===== Material provided

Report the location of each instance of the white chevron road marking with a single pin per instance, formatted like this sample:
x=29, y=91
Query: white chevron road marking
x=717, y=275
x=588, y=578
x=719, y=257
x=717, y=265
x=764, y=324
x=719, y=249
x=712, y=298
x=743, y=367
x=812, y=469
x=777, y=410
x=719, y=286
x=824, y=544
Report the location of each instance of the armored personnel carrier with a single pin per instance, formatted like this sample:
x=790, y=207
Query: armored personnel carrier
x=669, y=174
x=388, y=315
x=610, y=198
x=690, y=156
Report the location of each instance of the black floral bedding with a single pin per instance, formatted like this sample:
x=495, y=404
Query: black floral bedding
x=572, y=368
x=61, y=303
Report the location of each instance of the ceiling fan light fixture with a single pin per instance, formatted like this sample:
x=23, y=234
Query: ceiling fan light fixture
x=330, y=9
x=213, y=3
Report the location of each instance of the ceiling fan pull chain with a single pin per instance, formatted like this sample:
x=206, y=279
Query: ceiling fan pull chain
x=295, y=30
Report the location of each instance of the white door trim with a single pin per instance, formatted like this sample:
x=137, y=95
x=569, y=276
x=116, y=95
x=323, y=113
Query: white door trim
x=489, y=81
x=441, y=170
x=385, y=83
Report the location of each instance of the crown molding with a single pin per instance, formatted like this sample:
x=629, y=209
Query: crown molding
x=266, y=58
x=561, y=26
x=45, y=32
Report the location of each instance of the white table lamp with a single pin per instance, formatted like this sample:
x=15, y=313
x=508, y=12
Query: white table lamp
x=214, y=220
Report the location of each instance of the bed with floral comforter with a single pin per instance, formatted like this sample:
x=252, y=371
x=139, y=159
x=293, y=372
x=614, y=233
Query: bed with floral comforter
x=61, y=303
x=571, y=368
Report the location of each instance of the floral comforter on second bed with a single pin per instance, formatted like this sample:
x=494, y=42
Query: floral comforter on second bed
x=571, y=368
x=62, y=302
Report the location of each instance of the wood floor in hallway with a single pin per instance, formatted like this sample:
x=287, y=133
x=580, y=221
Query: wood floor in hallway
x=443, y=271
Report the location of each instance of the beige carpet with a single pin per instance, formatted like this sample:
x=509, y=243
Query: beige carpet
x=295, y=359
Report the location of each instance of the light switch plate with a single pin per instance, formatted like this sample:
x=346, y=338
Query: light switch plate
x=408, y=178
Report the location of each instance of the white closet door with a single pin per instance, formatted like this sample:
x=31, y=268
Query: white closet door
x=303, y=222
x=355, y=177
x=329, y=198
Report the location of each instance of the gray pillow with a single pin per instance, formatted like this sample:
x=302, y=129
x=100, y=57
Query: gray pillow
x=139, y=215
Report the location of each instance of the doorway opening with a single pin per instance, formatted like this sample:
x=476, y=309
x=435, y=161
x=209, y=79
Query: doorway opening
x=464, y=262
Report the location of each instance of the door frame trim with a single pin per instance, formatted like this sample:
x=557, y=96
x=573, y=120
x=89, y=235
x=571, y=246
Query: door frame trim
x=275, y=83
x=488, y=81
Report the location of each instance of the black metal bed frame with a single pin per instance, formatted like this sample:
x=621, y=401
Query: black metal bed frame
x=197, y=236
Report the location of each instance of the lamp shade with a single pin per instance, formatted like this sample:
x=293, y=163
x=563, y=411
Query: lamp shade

==========

* Goal of the exercise: Copy the entire listing above word for word, from its first line to its last, without changing anything.

* Exercise answer:
Report the location of each instance of the white chevron road marking with a single pin per instance, formatted like this sample:
x=29, y=91
Query: white chevron road marking
x=717, y=275
x=588, y=578
x=719, y=257
x=717, y=265
x=764, y=324
x=719, y=249
x=712, y=298
x=743, y=367
x=812, y=469
x=777, y=410
x=719, y=286
x=824, y=544
Report the location of each instance of the armored personnel carrier with a single pin per instance, formatted like this sample:
x=790, y=207
Query: armored personnel carrier
x=669, y=174
x=388, y=315
x=610, y=198
x=690, y=156
Report the location of each instance of the black floral bedding with a single pin per instance, formatted like this sample:
x=495, y=404
Query: black floral bedding
x=572, y=368
x=61, y=303
Report the location of each instance of the ceiling fan light fixture with a single pin per instance, formatted like this sample:
x=23, y=234
Query: ceiling fan light fixture
x=330, y=9
x=213, y=3
Report the location of each instance of the ceiling fan pull chain with a single pin per instance, formatted like this sample:
x=206, y=279
Query: ceiling fan pull chain
x=295, y=30
Report the location of each instance of the white door trim with a single pin per instance, formatted like this sample:
x=137, y=95
x=569, y=276
x=116, y=95
x=323, y=113
Query: white door trim
x=489, y=81
x=441, y=170
x=385, y=83
Report the location of each instance of the crown molding with a single pin per instance, formatted like this sample:
x=629, y=209
Query: crown molding
x=266, y=58
x=561, y=26
x=45, y=32
Report the location of each instance of the white table lamp with a single pin per instance, formatted like this sample:
x=15, y=313
x=508, y=12
Query: white table lamp
x=214, y=220
Report the location of each instance of the bed with floral comforter with a single pin per instance, formatted like this sample:
x=252, y=371
x=139, y=159
x=293, y=372
x=614, y=233
Query: bed with floral comforter
x=61, y=303
x=571, y=368
Report the location of each instance of the floral comforter on second bed with a single pin per instance, formatted like this sample:
x=494, y=42
Query: floral comforter on second bed
x=571, y=368
x=62, y=302
Report the location of each instance of the wood floor in hallway with a single pin per instance, formatted like this sample:
x=287, y=133
x=580, y=221
Query: wood floor in hallway
x=443, y=271
Report the location of each instance of the beige carpet with a single pin per instance, formatted like this sample:
x=509, y=243
Query: beige carpet
x=295, y=359
Report the location of each instance of the light switch plate with a single pin per instance, formatted like this sample:
x=346, y=338
Query: light switch plate
x=408, y=178
Report the location of each instance of the white closet door with a single pin per instance, formatted like this sample:
x=31, y=268
Query: white closet door
x=303, y=222
x=355, y=177
x=329, y=198
Report the location of each instance of the gray pillow with a single pin per instance, formatted like this sample:
x=302, y=129
x=100, y=57
Query: gray pillow
x=139, y=215
Report the location of each instance of the doorway opening with a single pin per instance, formatted like this sample:
x=476, y=309
x=435, y=161
x=209, y=79
Query: doorway opening
x=464, y=262
Report the location of each instance of the door frame trim with a single pin per instance, formatted like this sample:
x=557, y=96
x=573, y=120
x=89, y=235
x=571, y=246
Query: door frame trim
x=275, y=83
x=488, y=81
Report the location of each instance of the black metal bed frame with a single pin per instance, formatted like this sample:
x=621, y=401
Query: black metal bed frame
x=197, y=236
Report the location of each instance of the lamp shade with a single pin per instance, formatted like this sample:
x=293, y=163
x=563, y=411
Query: lamp shade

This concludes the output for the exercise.